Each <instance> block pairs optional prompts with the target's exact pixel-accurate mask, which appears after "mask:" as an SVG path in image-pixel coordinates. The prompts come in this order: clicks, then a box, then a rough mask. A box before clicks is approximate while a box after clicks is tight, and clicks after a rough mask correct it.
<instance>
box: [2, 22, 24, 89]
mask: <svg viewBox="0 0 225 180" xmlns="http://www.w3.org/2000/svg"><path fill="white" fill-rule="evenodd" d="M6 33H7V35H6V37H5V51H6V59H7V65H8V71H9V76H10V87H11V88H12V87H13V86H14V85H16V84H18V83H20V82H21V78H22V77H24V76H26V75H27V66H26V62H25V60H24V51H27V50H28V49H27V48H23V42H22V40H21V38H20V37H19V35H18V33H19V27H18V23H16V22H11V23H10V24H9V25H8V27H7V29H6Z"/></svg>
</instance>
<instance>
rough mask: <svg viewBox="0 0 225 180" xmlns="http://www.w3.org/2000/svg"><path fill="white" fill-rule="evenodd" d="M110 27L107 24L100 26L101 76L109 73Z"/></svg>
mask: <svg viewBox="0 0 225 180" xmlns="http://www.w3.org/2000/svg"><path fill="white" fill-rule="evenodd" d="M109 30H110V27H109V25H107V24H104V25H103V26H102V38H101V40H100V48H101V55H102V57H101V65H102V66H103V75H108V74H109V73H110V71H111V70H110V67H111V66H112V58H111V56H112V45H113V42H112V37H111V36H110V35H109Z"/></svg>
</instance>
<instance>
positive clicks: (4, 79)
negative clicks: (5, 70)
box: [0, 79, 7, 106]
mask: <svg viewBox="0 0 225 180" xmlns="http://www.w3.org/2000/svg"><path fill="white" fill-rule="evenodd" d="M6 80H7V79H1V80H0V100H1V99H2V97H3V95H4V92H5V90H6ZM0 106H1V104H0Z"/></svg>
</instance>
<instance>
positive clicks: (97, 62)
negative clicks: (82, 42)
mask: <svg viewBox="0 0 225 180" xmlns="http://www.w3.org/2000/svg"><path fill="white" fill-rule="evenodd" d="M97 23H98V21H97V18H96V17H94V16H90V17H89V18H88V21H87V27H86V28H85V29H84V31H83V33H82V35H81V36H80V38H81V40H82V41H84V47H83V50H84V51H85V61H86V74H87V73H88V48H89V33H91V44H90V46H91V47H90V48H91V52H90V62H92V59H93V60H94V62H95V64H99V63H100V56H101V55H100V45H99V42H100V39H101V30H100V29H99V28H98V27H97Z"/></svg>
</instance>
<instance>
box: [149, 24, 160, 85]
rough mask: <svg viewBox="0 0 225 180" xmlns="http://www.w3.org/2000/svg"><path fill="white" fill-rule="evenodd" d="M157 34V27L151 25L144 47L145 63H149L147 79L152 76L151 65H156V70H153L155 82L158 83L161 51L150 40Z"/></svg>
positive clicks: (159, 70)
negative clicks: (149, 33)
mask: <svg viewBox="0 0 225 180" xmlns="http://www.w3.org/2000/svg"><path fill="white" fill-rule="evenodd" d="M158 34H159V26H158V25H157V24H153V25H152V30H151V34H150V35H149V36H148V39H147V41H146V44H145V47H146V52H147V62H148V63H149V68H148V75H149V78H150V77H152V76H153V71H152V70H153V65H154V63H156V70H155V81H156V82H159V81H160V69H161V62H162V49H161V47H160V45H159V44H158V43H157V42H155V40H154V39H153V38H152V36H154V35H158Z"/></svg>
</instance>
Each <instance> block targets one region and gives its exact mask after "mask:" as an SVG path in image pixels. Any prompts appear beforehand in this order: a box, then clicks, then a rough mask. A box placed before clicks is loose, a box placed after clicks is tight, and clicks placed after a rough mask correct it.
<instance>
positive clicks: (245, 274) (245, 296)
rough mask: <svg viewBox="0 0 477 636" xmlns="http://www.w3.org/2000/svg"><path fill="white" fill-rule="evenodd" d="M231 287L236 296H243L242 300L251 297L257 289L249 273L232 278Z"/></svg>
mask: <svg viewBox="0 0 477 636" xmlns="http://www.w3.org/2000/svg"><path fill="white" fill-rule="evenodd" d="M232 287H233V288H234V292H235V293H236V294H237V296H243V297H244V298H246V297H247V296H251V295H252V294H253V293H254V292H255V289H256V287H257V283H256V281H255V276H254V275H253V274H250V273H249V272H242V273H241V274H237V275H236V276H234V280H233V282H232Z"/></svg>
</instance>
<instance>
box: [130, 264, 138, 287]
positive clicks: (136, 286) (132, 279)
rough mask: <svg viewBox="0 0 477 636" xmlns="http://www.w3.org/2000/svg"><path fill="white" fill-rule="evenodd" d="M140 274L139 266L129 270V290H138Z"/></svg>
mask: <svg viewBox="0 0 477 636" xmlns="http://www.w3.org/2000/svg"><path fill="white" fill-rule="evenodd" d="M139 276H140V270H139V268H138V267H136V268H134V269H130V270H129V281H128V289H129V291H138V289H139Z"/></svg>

*TASK REQUIREMENTS:* Exactly reproduce all of the entries above.

*EXERCISE OUTPUT:*
Each <instance> block pairs optional prompts with the target's exact pixel-accurate mask, which appears after "mask:" as an SVG path in image-pixel coordinates. The prompts come in this order: clicks, then a box, then a rough mask. A box before clicks is approximate while a box after clicks is tight, and clicks after a rough mask correct it.
<instance>
box: [2, 22, 24, 89]
mask: <svg viewBox="0 0 225 180" xmlns="http://www.w3.org/2000/svg"><path fill="white" fill-rule="evenodd" d="M6 33H7V35H6V37H5V51H6V59H7V65H8V71H9V76H10V87H11V88H12V87H13V86H14V85H16V84H18V83H20V82H21V78H22V77H24V76H26V75H27V66H26V62H25V60H24V51H27V50H28V49H27V48H23V42H22V40H21V38H20V37H19V35H18V33H19V27H18V23H16V22H11V23H10V24H9V25H8V27H7V29H6Z"/></svg>
</instance>
<instance>
rough mask: <svg viewBox="0 0 225 180" xmlns="http://www.w3.org/2000/svg"><path fill="white" fill-rule="evenodd" d="M110 27L107 24L100 26L101 76L109 73Z"/></svg>
mask: <svg viewBox="0 0 225 180" xmlns="http://www.w3.org/2000/svg"><path fill="white" fill-rule="evenodd" d="M109 30H110V27H109V25H107V24H104V25H103V26H102V38H101V40H100V48H101V55H102V57H101V65H102V66H103V75H108V74H109V73H110V71H111V70H110V67H111V66H112V58H111V56H112V45H113V42H112V37H111V36H110V35H109Z"/></svg>
</instance>
<instance>
positive clicks: (4, 79)
negative clicks: (5, 70)
box: [0, 79, 7, 106]
mask: <svg viewBox="0 0 225 180" xmlns="http://www.w3.org/2000/svg"><path fill="white" fill-rule="evenodd" d="M6 80H7V79H1V80H0V100H1V99H2V97H3V95H4V92H5V90H6ZM0 106H1V104H0Z"/></svg>
</instance>
<instance>
positive clicks: (97, 62)
negative clicks: (82, 42)
mask: <svg viewBox="0 0 225 180" xmlns="http://www.w3.org/2000/svg"><path fill="white" fill-rule="evenodd" d="M97 23H98V21H97V18H96V17H94V16H90V17H89V18H88V21H87V27H86V28H85V29H84V31H83V33H82V35H81V36H80V38H81V40H82V41H84V47H83V50H84V51H85V61H86V74H87V73H88V48H89V33H91V44H90V46H91V47H90V48H91V52H90V62H92V59H93V60H94V62H95V64H99V63H100V56H101V55H100V45H99V42H100V39H101V30H100V29H99V28H98V27H97Z"/></svg>
</instance>
<instance>
box: [149, 24, 160, 85]
rough mask: <svg viewBox="0 0 225 180" xmlns="http://www.w3.org/2000/svg"><path fill="white" fill-rule="evenodd" d="M157 34V27L151 25L144 47L145 63H149L147 79L152 76L151 65H156V70H153L155 82L158 83L161 51L150 40Z"/></svg>
positive clicks: (159, 70)
negative clicks: (149, 33)
mask: <svg viewBox="0 0 225 180" xmlns="http://www.w3.org/2000/svg"><path fill="white" fill-rule="evenodd" d="M158 34H159V26H158V25H157V24H153V25H152V30H151V34H150V35H149V36H148V39H147V41H146V44H145V47H146V52H147V62H148V63H149V68H148V75H149V78H150V77H152V76H153V71H152V70H153V65H154V63H156V70H155V81H156V82H159V81H160V69H161V62H162V49H161V47H160V45H159V44H158V43H157V42H155V40H154V39H153V38H152V36H154V35H158Z"/></svg>
</instance>
Each <instance> block targets one region and gives its exact mask after "mask:" as an SVG path in image pixels. Any prompts appear beforehand in this order: a box, then clicks, then a rough mask. A box placed before clicks is loose, a box placed after clicks is tight, and clicks placed after a rough mask correct it.
<instance>
positive clicks: (245, 274) (245, 296)
rough mask: <svg viewBox="0 0 477 636" xmlns="http://www.w3.org/2000/svg"><path fill="white" fill-rule="evenodd" d="M231 287L236 296H243L242 300L251 297L257 289L249 273L232 278Z"/></svg>
mask: <svg viewBox="0 0 477 636" xmlns="http://www.w3.org/2000/svg"><path fill="white" fill-rule="evenodd" d="M232 287H233V288H234V292H235V293H236V294H237V296H243V297H244V298H246V297H247V296H251V295H252V294H253V293H254V292H255V289H256V287H257V283H256V281H255V276H254V275H253V274H250V273H249V272H242V273H241V274H237V275H236V276H234V280H233V282H232Z"/></svg>
</instance>
<instance>
box: [130, 264, 138, 287]
positive clicks: (136, 286) (132, 279)
rough mask: <svg viewBox="0 0 477 636" xmlns="http://www.w3.org/2000/svg"><path fill="white" fill-rule="evenodd" d="M140 274L139 266L129 270V290H138Z"/></svg>
mask: <svg viewBox="0 0 477 636" xmlns="http://www.w3.org/2000/svg"><path fill="white" fill-rule="evenodd" d="M139 276H140V270H139V268H138V267H136V268H134V269H130V270H129V281H128V289H129V291H138V289H139Z"/></svg>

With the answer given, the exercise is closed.